[Directions for this task]
Rewrite every line of the records as a numbered list, omitting any blank lines.

Entries from a point annotation set
○ ○ ○ ○ ○ ○ ○

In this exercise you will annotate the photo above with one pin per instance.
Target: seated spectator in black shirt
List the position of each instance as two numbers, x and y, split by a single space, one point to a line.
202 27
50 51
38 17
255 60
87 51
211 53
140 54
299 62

○ ○ ○ ○ ○ ○ ○

[Reply]
1. In this exercise you will annotate the photo above with one pin per instance.
2. Target: seated spectator in black shirt
3. List the position of each instance as two numbers, x and y, split by a single space, one point to a line.
4. 202 27
5. 50 51
6. 38 17
7. 255 60
8. 87 51
9. 211 53
10. 140 54
11. 299 62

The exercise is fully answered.